======== Supplied passage ========

Bank Customer Clustering Using K-Modes Clustering Algorithm

Overview

This project demonstrates the use of the K-Modes clustering algorithm to segment customers of a Portuguese banking institution based on various categorical attributes. The data used in this demonstration is from the UCI Machine Learning Repository, specifically the Bank Marketing dataset.

Data Source

The data is related to direct marketing campaigns (phone calls) of a Portuguese banking institution. The dataset can be found here.

Dataset Description

The dataset contains several attributes, but for this demonstration, we focus only on the categorical attributes:

age (numeric, converted to categorical)
job: type of job (categorical: 'admin.','blue-collar','entrepreneur','housemaid','management','retired','self-employed','services','student','technician','unemployed','unknown')
marital: marital status (categorical: 'divorced','married','single','unknown'; note: 'divorced' means divorced or widowed)
education: (categorical: 'basic.4y','basic.6y','basic.9y','high.school','illiterate','professional.course','university.degree','unknown')

========

## Directions:
**A.** Quote the K-Modes clustering write-up word for word, everything from "Bank Customer Clustering" down to "be found here.".
**B.** In the K-Modes clustering write-up, what does the value 'divorced' stand for in the marital attribute?
**C.** Extend the K-Modes clustering write-up, picking up right after its final line.

======== Material supplied ========

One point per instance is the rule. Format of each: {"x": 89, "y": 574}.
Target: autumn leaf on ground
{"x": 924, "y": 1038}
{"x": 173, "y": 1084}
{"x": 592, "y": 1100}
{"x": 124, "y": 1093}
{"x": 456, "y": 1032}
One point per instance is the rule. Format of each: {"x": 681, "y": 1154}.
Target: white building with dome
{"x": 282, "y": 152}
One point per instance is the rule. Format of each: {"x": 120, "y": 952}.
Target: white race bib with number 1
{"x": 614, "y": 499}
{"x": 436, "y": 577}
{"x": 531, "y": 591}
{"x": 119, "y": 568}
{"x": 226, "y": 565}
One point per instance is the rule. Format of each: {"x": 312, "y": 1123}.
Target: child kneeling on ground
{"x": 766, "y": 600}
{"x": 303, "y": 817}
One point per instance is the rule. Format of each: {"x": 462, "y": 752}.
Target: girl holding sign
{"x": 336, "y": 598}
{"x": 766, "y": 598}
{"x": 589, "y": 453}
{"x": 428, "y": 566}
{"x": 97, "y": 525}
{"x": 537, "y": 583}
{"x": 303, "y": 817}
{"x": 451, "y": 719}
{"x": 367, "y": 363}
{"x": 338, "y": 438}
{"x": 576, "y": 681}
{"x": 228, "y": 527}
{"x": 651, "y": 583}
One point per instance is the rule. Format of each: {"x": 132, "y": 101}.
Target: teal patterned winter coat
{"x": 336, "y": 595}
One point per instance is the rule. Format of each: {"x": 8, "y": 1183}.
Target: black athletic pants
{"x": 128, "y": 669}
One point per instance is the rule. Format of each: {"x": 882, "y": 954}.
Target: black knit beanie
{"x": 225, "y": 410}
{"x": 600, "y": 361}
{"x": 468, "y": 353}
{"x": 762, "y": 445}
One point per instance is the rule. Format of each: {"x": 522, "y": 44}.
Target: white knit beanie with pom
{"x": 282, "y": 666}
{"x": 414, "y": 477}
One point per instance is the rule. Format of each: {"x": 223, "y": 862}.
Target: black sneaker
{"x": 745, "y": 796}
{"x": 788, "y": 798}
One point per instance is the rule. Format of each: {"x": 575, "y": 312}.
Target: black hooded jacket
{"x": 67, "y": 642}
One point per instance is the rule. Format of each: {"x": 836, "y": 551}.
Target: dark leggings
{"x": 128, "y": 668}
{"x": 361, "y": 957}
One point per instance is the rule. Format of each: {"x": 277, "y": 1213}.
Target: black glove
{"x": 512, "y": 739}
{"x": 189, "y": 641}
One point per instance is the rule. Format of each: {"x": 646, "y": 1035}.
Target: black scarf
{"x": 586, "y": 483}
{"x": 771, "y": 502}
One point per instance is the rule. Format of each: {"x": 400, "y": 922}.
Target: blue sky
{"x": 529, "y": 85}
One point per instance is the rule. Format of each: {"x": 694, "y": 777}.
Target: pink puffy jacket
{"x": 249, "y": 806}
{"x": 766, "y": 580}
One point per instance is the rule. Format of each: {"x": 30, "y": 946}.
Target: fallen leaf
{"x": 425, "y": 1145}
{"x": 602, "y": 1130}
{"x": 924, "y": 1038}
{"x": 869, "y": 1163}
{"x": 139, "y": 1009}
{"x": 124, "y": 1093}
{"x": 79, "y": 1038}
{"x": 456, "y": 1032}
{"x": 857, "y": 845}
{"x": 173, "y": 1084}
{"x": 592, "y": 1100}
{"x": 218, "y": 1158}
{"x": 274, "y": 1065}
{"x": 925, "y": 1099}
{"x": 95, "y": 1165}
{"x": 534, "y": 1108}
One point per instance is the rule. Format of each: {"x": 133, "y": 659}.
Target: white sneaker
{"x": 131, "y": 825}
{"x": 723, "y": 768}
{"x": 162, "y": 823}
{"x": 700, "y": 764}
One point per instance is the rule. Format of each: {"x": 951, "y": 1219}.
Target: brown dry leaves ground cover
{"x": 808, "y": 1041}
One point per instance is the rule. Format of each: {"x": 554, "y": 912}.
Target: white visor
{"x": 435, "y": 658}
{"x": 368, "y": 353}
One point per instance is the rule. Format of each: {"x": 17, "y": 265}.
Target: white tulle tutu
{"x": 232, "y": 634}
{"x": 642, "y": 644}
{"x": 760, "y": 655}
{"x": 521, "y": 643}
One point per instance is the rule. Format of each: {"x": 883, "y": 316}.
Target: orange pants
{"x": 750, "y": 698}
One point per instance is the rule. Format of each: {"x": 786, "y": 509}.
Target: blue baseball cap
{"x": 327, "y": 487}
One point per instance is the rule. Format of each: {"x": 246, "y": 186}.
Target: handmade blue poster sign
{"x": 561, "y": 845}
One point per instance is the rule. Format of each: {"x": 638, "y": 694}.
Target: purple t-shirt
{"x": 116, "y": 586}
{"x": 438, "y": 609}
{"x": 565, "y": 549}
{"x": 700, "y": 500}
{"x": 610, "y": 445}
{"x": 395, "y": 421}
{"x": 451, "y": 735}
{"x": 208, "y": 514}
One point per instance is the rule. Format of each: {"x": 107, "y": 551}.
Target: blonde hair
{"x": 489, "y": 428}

========

## Solved problems:
**A.**
Bank Customer Clustering Using K-Modes Clustering Algorithm

Overview

This project demonstrates the use of the K-Modes clustering algorithm to segment customers of a Portuguese banking institution based on various categorical attributes. The data used in this demonstration is from the UCI Machine Learning Repository, specifically the Bank Marketing dataset.

Data Source

The data is related to direct marketing campaigns (phone calls) of a Portuguese banking institution. The dataset can be found here.

**B.** It means divorced or widowed.

**C.**
default: has credit in default? (categorical: 'no','yes','unknown')
housing: has housing loan? (categorical: 'no','yes','unknown')
loan: has personal loan? (categorical: 'no','yes','unknown')
contact: contact communication type (categorical: 'cellular','telephone')
month: last contact month of year (categorical: 'jan', 'feb', 'mar', ..., 'nov', 'dec')
day_of_week: last contact day of the week (categorical: 'mon','tue','wed','thu','fri')
poutcome: outcome of the previous marketing campaign (categorical: 'failure','nonexistent','success')

Steps to Perform Clustering

1. Data Reading and Initial Understanding

First, we load the dataset and explore its structure to understand the attributes and their data types.

2. Data Cleaning

We check for any null values in the dataset and find that there are none. Thus, no additional cleaning is needed.

3. Data Preparation

The age attribute, which is numeric, is converted into categorical bins. This helps in using K-Modes which works with categorical data.

4. Label Encoding

We use label encoding to convert categorical variables into numerical values suitable for clustering algorithms.

5. Clustering with K-Modes

We use two different initialization methods for K-Modes clustering: "Cao" and "Huang". The K-Modes algorithm is applied to segment the customers into different clusters.

6. Choosing the Optimal Number of Clusters

We use the cost function to determine the optimal number of clusters by plotting the cost against the number of clusters and choosing the point where the cost significantly drops.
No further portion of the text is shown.